### Data shown
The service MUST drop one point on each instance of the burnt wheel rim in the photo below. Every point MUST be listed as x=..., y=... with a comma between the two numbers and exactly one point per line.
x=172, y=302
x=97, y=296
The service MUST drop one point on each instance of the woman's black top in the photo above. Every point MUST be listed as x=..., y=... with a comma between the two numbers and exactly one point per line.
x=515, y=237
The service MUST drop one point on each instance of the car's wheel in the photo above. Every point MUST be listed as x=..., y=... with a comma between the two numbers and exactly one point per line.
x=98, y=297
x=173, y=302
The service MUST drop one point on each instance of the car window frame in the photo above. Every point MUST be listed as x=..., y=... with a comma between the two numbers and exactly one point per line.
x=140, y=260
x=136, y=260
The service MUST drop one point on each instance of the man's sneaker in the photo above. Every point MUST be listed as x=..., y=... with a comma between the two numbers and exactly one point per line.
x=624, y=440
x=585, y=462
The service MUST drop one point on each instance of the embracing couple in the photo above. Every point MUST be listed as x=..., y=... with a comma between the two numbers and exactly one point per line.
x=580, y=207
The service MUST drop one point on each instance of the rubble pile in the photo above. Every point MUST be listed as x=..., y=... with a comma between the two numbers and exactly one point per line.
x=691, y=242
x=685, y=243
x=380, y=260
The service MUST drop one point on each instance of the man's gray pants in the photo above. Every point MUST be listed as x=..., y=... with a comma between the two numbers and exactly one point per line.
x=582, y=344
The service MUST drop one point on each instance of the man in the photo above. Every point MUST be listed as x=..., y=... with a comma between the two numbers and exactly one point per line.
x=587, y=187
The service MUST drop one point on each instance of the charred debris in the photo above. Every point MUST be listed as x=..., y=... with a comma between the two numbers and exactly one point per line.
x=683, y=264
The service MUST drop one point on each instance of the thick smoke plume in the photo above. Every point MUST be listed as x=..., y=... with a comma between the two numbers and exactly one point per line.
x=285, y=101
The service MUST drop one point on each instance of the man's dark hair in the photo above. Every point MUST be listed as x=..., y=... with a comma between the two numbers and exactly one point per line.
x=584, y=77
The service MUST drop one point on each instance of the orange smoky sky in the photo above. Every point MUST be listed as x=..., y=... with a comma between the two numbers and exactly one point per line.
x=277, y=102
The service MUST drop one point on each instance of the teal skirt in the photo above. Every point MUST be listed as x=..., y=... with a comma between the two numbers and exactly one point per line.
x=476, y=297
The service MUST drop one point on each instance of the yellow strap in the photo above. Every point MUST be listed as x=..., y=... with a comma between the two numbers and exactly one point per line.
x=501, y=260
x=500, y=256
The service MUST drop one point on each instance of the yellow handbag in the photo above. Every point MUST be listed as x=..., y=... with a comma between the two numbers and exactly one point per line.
######
● Exercise:
Copy every one of the lines above word for word, changing nothing.

● Output of the exercise:
The service MUST drop one point on each instance of the burnt wheel rim in the photo below. Every point MUST be listed as x=..., y=... with a comma between the two numbers and exactly one point per line.
x=172, y=302
x=97, y=296
The service MUST drop one point on each instance of the woman's black top in the photo above. Every point MUST be listed as x=..., y=... with a comma between the two numbers and exactly one point per line.
x=515, y=237
The service MUST drop one point on each instance of the car's wheel in the photo above. Every point MUST be listed as x=..., y=... with a comma between the two numbers and exactly one point per line.
x=98, y=297
x=173, y=302
The service MUST drop one point on each instance of the car window frame in the photo above. Every point MUST be listed as x=..., y=... with a comma between the two numbers and exactly one point per line.
x=140, y=260
x=136, y=260
The service MUST drop one point on each instance of the man's sneaker in the photo above. Every point MUST be listed as x=..., y=... with a comma between the two numbers and exactly one point per line.
x=624, y=440
x=585, y=462
The service MUST drop one point on each instance of the embracing couple in the photo above. Every point MUST be listed as x=..., y=... with a comma between the two numbers and exactly one point per line.
x=580, y=207
The service MUST drop one point on each instance of the rubble pile in the photo above. Every point MUST be listed as x=..., y=... with a comma between the two numbers and exactly one point per line.
x=691, y=242
x=685, y=243
x=380, y=260
The service MUST drop one point on each instance of the man's gray pants in the photo above. Every point MUST be listed as x=..., y=... with a comma between the two numbers and exactly one point per line.
x=582, y=344
The service MUST drop one point on each instance of the man in the photo above. Every point MUST be listed as x=..., y=... with a comma between the two numbers and exactly one point per line.
x=587, y=187
The service MUST drop one point on each instance of the charred debris in the photo above. Every point MUST be listed as x=..., y=... with a comma between the two numbers and exactly one point per line.
x=683, y=264
The service MUST drop one point on each instance of the thick smoke plume in the photo above. Every point MUST be listed as x=..., y=... with a comma between the two numbers and exactly one point per line.
x=285, y=101
The service MUST drop one point on each instance of the man's dark hair in the photo above. Every point MUST be listed as x=..., y=... with a comma between the two numbers and exactly one point per line.
x=584, y=77
The service MUST drop one point on each instance of the orange smoky sky in the photo above. Every point MUST be listed as x=..., y=... with a comma between the two numbers and exactly one point per line.
x=277, y=102
The service MUST drop one point on each instance of the teal skirt in the photo above. Every point MUST be listed as x=..., y=... with a comma between the two numbers and exactly one point per line.
x=476, y=297
The service MUST drop one point on each instance of the yellow strap in the photo above. Every point MUST be listed as x=..., y=... with a comma between the two numbers and exactly one point per line.
x=501, y=260
x=500, y=256
The service MUST drop one point on each instance of the yellow handbag in the photo above. Every point MUST be listed as x=..., y=... with a comma between the two numbers and exactly one point per line.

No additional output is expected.